It takes a discerning eye and a disciplined hand to mix styles and furnishings that span the decades, and to end up with a sleek, sophisticated and creatively contemporary home. Jeffrey Elliott has proven himself to be such an adept mixologist.

The Denver-based designer, whose eponymous firm is known around town for its 20th-century aesthetic, helped a Denver couple fulfill their desire to build a California Modern home full of glass and right angles, and perked it up with finishes and furnishings that blend modern elegance with 1980s retro glam.

Elliott was recruited early in the design process and asked to weigh in on the architect’s vision for the home. As initially designed, the floor plan was oriented around a wide-open great room containing the entryway, living room, kitchen and library. “But it felt too open; it felt kind of gutted,” Elliott says.

To create some intimacy and separation between the loftlike spaces, Elliott suggested introducing three decorative columns with substantial vertical heft—two by the entry and a third near the sitting room. He clad the columns in ebonized oak and then incorporated the rich wood throughout the main living space, designing oversized kitchen cabinets and library shelves that reach to the ceiling.

The ebonized oak and the black granite fireplace surround stand out like shots of espresso amidst a frothy latte of creamy walls and white concrete floors. “The homeowners liked the idea of coffee: black, with sugar, with cream, with no cream,” Elliott says, so he carried that high-contrast palette into the blend of vintage and contemporary, sculptural and angular furnishings.

“I focused their entire furniture collection on Philippe Starck’s tapered, strict, military-inspired work pre-1995,” he says, weaving in leggy chairs and side tables and floor lamps with a metallic sheen.

In the living room, Elliott mixed the homeowners’ glass coffee table and Le Corbusier pony-fur chaise with a Philippe Starck side chair and a vintage Edward Wormley sofa. The room is cubic, as is the fireplace, and the sofa—the biggest piece of furniture in the room—is similarly square and dimensional, grounding the furniture assembled around it. To add warmth to the collection, Elliott incorporated a cherry red chair and ottoman by Gerard van den Berg, along with Elliott’s own custom-designed wooden end tables.

▶ **Stated task 1**
Translate this sentence from the article about Jeffrey Elliott's Denver home design into Spanish: "Elliott was recruited early in the design process and asked to weigh in on the architect’s vision for the home."
▶ **Stated task 2**
Extend the article about Jeffrey Elliott's Denver home design, picking up after its final sentence.

▶ **Stored data**
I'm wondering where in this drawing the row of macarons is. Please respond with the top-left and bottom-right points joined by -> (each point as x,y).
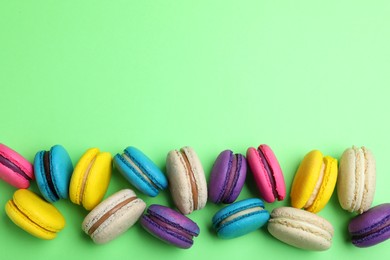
0,142 -> 389,250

▶ **Exercise result 1**
Elliott fue contratado al principio del proceso de diseño y se le pidió que opinara sobre la visión del arquitecto para la casa.

▶ **Exercise result 2**
The linear, low-lying furniture in the living room sets the tone for Elliott’s approach to outfitting the rest of the home. While the high ceilings and open, light-filled spaces certainly could handle taller pieces—because, as he says, “there’s all this vertical architecture and big scale happening”—he kept everything low to suit the homeowners’ 1950s-era aesthetic, working with the same horizontal plane throughout the great room to unite the various clusters of furniture.

In the library, an intimate space that is tucked behind the freestanding fireplace, Elliott installed a wall of mirrors to reflect the light flooding through the black mullion windows across the room. A pair of slipper chairs by Christian Liaigre for Holly Hunt and two Starck floor lamps flank a pony-fur ottoman that Elliott designed for the book-filled nook. He kept the library’s furniture leggy, rather than incorporating heavier or skirted furniture, because “the more legs you have, the more open a space will feel,” he says.

That legginess continues in the dining room, where Elliott paired the homeowners’ 1980s-styled dining set with Dakota Jackson captain chairs and a long and lean sideboard by Paul Mathieu for Donghia. A contemporary chandelier—a sculptural pyramid of illuminated glass, also by Starck—adds artful shine, and a moody landscape by Dutch painter Carla Klein “anchors everything,” he says.

Elliott was under strict orders not to add anything too plush or downy to the contemporary interiors. “They do not like loose cushions, they do not like back cushions and they do not like pillows,” he says of the homeowners. “Everything must be hard, square and linear.” However, because most of the home’s furniture is wood or metal, there was room to play when adding fabric textures to the space, so he and the homeowners upholstered a few pieces in velvet and pony fur to add some warmth and tactile interest.

By bringing such a spartan approach to the furniture’s shapes and surfaces, every piece, right down to the smallest side table, serves the design brilliantly. “It’s an elegant reinterpretation of that California Modern ’50s concept,” Elliott sums up. Spoken like a true mix master.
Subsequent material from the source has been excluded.